Leave out the pictures and copy each record below exactly.
++++ Provided information
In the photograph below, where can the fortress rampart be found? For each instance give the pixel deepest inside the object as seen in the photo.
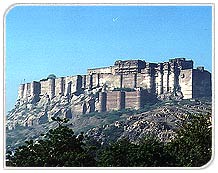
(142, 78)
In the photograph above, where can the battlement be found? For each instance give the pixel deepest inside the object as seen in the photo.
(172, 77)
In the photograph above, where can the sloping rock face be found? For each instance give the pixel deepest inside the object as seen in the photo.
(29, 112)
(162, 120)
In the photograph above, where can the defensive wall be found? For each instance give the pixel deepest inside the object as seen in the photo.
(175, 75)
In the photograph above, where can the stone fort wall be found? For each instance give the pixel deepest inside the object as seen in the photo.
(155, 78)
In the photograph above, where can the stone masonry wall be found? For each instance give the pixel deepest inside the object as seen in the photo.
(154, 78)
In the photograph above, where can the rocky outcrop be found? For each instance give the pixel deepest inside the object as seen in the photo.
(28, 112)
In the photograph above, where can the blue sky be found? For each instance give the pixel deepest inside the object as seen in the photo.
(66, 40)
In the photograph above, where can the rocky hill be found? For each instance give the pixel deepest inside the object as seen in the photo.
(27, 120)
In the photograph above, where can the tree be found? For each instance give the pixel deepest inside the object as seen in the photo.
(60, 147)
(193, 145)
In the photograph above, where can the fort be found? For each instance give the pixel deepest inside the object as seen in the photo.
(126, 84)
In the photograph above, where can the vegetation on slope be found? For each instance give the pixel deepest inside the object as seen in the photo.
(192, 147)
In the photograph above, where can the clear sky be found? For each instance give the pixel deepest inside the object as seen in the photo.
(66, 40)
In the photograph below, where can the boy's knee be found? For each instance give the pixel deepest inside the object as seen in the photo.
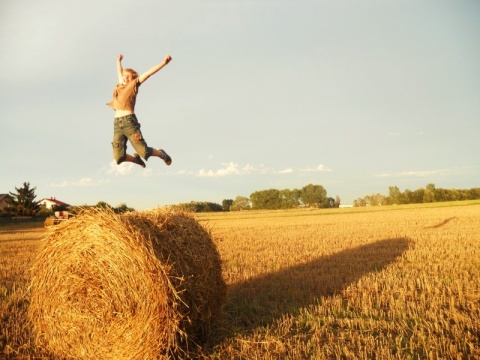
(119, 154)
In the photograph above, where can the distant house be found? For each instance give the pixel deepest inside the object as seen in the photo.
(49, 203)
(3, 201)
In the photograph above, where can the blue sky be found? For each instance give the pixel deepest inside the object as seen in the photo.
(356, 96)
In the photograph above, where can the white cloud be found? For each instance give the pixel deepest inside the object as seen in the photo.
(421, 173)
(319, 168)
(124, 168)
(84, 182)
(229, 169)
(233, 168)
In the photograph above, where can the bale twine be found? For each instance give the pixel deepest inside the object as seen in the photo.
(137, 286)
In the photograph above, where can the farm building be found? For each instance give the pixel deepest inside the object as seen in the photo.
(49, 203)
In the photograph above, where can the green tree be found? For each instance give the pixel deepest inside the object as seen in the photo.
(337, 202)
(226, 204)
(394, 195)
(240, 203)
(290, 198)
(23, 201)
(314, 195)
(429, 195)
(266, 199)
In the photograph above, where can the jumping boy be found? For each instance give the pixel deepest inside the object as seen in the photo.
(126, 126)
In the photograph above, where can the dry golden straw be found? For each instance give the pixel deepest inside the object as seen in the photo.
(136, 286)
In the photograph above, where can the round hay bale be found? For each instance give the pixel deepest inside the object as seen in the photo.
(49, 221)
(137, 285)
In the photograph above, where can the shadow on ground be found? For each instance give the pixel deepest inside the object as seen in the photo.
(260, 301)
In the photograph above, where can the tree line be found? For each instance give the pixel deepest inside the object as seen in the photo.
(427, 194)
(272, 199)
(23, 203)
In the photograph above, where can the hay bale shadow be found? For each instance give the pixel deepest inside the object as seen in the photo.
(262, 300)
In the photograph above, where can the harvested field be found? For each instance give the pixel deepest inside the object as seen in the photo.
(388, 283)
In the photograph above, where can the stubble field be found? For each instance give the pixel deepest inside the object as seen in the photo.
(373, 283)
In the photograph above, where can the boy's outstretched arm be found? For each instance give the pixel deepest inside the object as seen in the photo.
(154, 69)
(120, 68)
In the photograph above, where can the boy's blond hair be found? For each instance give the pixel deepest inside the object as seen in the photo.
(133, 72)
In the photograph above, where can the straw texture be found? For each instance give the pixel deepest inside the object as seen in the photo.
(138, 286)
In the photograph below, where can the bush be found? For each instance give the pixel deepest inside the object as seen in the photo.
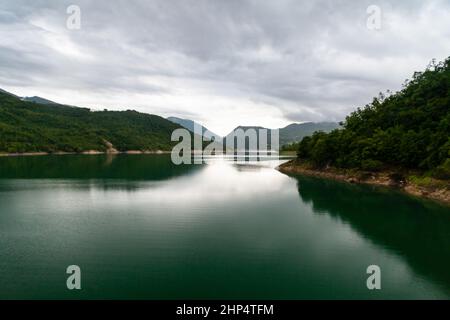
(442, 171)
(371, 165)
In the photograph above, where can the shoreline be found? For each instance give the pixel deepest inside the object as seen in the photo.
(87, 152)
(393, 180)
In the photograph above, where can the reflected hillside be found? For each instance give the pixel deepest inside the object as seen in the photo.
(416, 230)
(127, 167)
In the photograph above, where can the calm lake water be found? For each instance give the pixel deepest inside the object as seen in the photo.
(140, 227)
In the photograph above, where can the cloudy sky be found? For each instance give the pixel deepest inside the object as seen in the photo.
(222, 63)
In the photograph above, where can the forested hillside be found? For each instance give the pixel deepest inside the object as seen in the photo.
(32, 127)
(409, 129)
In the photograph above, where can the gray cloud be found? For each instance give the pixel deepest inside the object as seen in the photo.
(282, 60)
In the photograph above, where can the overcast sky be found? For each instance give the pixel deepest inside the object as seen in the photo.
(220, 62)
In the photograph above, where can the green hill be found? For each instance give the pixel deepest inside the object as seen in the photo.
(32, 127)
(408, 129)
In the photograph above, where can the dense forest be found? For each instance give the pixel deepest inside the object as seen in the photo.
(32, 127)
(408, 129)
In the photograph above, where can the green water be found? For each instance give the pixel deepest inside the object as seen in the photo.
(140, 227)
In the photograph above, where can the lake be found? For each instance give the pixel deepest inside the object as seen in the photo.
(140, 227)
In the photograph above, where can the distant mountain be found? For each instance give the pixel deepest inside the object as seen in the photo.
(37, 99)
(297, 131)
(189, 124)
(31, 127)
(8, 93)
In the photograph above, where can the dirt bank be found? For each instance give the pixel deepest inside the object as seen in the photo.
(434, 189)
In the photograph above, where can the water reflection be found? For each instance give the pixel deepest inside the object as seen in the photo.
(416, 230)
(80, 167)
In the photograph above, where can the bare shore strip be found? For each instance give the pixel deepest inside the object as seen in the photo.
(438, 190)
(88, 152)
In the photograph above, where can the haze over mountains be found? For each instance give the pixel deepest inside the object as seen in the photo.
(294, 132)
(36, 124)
++++++++
__Reply to the task__.
In the photograph below, where can the fortress rampart be found? For each instance give the pixel deepest inside the object as seen in the photo.
(142, 78)
In the photograph above, where can the battlement be found? For each instance give the pixel deepest inside the object as seen in the photo.
(172, 77)
In the photograph above, where can the sloping rock face be found? For each instance give the pixel deepest inside the object as seen in the photo.
(29, 112)
(162, 120)
In the photograph above, where can the defensive wall be found? For each instance give the pixel deepest inside the object as seen in the photo.
(175, 75)
In the photograph above, where can the stone fort wall be found? For each instance give the pixel deepest inside the object as seen in the photo.
(155, 78)
In the photograph above, where can the stone masonry wall be found? For each instance give the pixel deepest inside the object as seen in the photo.
(154, 78)
In the photograph above, where can the rocky outcrop be found? For each instance give the pixel deepest inside the object as seen in the photo.
(28, 112)
In the photograph above, where can the blue sky be found? For each instance give the pixel deepest inside the object as seen in the photo.
(66, 40)
In the photograph above, where can the rocky hill be found? For each instance give the pixel deepest inside the object as seen in the photo.
(27, 120)
In the photograph above, where can the tree be found? For each instance give the pixel deepest inside the object as seen in the photo.
(60, 147)
(193, 145)
In the photograph above, where can the fort be found? For each instance give the pixel deepest inside the object as seen in the photo.
(126, 84)
In the photograph above, where can the vegetation on slope be found? For each instance give the pixel deepest inside the object as seen in the photo.
(192, 147)
In the photograph above, where can the clear sky be found? For each instance give the pixel deepest inside the object as seen in the photo.
(66, 40)
In the photograph below, where can the boy's knee be found? For each instance give the pixel deepest inside the object as seen in the photo.
(119, 154)
In the photograph above, where can the distant house be found? For each instance give the pixel deepest inside the object as seen in the photo.
(49, 203)
(3, 201)
In the photograph above, where can the blue sky be found? For each instance give the pixel deepest inside the object as seen in the photo.
(356, 96)
In the photograph above, where can the white cloud be found? For each instance give the pixel deepest inside the object as seen in the photo.
(421, 173)
(319, 168)
(124, 168)
(84, 182)
(229, 169)
(233, 168)
In the photograph above, where can the bale twine be found? For each instance give the pixel deepest inside the object as seen in the photo.
(137, 286)
In the photograph above, where can the farm building be found? For each instance give the pixel deepest inside the object as seen in the photo.
(49, 203)
In the photograph above, where can the green tree be found? For each instance give the pixel deepest inside the object as seen in the photo.
(337, 202)
(226, 204)
(394, 195)
(240, 203)
(290, 198)
(23, 201)
(314, 195)
(429, 195)
(266, 199)
In the photograph above, where can the jumping boy be found? For each instance give the pixel deepest inside the object as seen in the photo.
(126, 126)
In the photograph above, where can the dry golden straw be found? For each instance give the pixel deepest inside the object as seen in the photo.
(136, 286)
In the photograph above, where can the round hay bale be found? For each instance give the pixel deepest inside the object as seen in the photo.
(49, 221)
(137, 285)
In the photograph above, where can the shadow on ground be found? For each instance give the pixel deepest inside the object as seen in the photo.
(260, 301)
In the photograph above, where can the tree line be found? For each instance give the pixel deepest inside the object as seen in the photo.
(427, 194)
(272, 199)
(23, 203)
In the photograph above, where can the hay bale shadow be found? For each instance give the pixel deepest inside the object as seen in the photo.
(262, 300)
In the photograph above, where can the harvested field be found? For each instance give the pixel deepest inside the object as seen in the photo.
(388, 283)
In the photograph above, where can the stubble field be found? For each instance give the pixel deepest inside the object as seen in the photo.
(373, 283)
In the photograph above, where can the boy's outstretched arm be found? For each instance give the pixel deepest inside the object as seen in the photo.
(154, 69)
(120, 68)
In the photograph above, where can the boy's blond hair be found? For each instance give the pixel deepest inside the object as seen in the photo.
(133, 72)
In the photograph above, where can the straw texture be found? For each instance give the pixel deepest inside the object as seen in the photo.
(138, 286)
In the photograph below, where can the bush be found? For each instance give the pixel deepest inside the object as seen in the photo.
(442, 171)
(371, 165)
In the photograph above, where can the shoreline be found? For each instance give the pixel deepest inside the object as seen in the photo.
(87, 152)
(393, 180)
In the photograph above, where can the reflected hillside be found? For each instance give the pixel deepest inside the object as seen in the photo.
(416, 230)
(127, 167)
In the photograph above, where can the calm lake water be found? For each instance give the pixel deepest inside the object as seen in the photo.
(140, 227)
In the photograph above, where can the cloudy sky be found? For each instance give the pixel deepest inside the object as seen in the photo.
(222, 63)
In the photograph above, where can the forested hillside be found? For each instance give the pixel deepest inside the object as seen in the photo.
(32, 127)
(409, 129)
In the photograph above, where can the gray cloud be found? For each instance give the pixel deepest inside the object as seen in the photo.
(282, 60)
In the photograph above, where can the overcast sky be found? For each instance give the pixel deepest inside the object as seen in the photo.
(220, 62)
In the photograph above, where can the green hill be found? For each instance give the pixel deepest inside the object as seen in the photo.
(32, 127)
(408, 129)
In the photograph above, where can the dense forest be found? For each instance give the pixel deepest inside the object as seen in the photo.
(32, 127)
(408, 129)
In the photograph above, where can the green water be found? For each instance give the pixel deepest inside the object as seen in the photo.
(140, 227)
In the photograph above, where can the lake be found? For each instance give the pixel deepest inside the object as seen in the photo.
(140, 227)
In the photograph above, where can the distant mountain be found? For each instance give the pixel deepest inside the object as seen in the photo.
(37, 99)
(297, 131)
(189, 124)
(31, 127)
(8, 93)
In the photograph above, where can the dirt bank be found? For each instance give the pixel deepest inside the object as seen in the photo.
(434, 189)
In the photograph above, where can the water reflection be found? For each instance give the pixel deepest inside the object as seen in the photo.
(416, 230)
(80, 167)
In the photograph above, where can the bare shore strip be found? For each instance give the pixel deepest inside the object as seen in the photo.
(438, 190)
(88, 152)
In the photograph above, where can the haze over mountains be found? For each instance give the pixel deepest inside the object as seen in the photo.
(294, 132)
(36, 124)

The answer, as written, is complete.